#### READING TEXT
..............................
# Colorado guys



## Raleighrider (Nov 22, 2005)

Just a heads up.

http://bicyclevillage.com/index.cfm
This weekend!


----------



## Pablo (Jul 7, 2004)

Heads up for what? 

I'm a Roubaix Bicycle Co. man. http://theroubaixbicyclecompany.com/index.cfm 

Or Vecchios.


----------



## Bocephus Jones II (Oct 7, 2004)

Pablo said:


> Heads up for what?
> 
> I'm a Roubaix Bicycle Co. man. http://theroubaixbicyclecompany.com/index.cfm
> 
> Or Vecchios.


The one this weekend is at the Saudi Aurora store anyway. Boulder isn't for another few weeks. I stopped into the Boulder store once to get a pair of 1/2" cruiser bike pedals and they didn't have any. Kinda strange since they had lots of cruiser bikes out front. I ended up ordering them online from Nirve.


----------



## Mootsie (Feb 4, 2004)

Bicycle Village is good if you have a 12 year kid or if you ride like one.


----------



## Raleighrider (Nov 22, 2005)

Mootsie said:


> Bicycle Village is good if you have a 12 year kid or if you ride like one.


Wow! what hater.:cryin: If by 12 year old you mean having fun I'm that guy....you must be the other guy.


----------



## Mootsie (Feb 4, 2004)
..............................
#### GIVEN MATERIAL
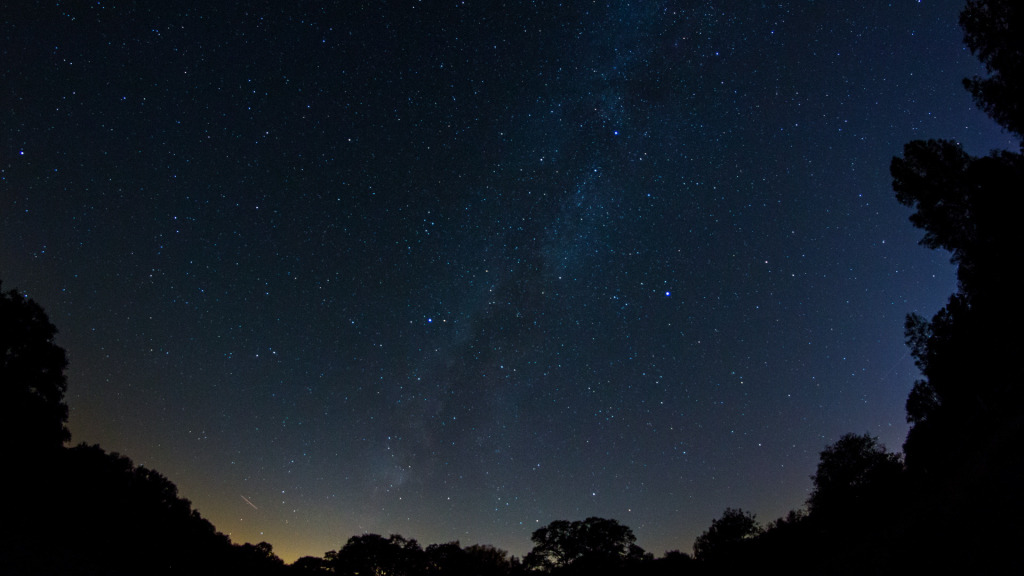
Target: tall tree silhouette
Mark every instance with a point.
..............................
#### STATED EXERCISE A
In the forum thread, what item did Bocephus Jones II try to buy at the Boulder store?
#### STATED EXERCISE B
From the forum thread, reproduce the part that opens with the words containing "## Pablo (Jul" and closes with "(Oct 7, 2004)".

#### FULL ANSWER A
A pair of 1/2" cruiser bike pedals.

#### FULL ANSWER B
## Pablo (Jul 7, 2004)

Heads up for what? 

I'm a Roubaix Bicycle Co. man. http://theroubaixbicyclecompany.com/index.cfm 

Or Vecchios.


----------



## Bocephus Jones II (Oct 7, 2004)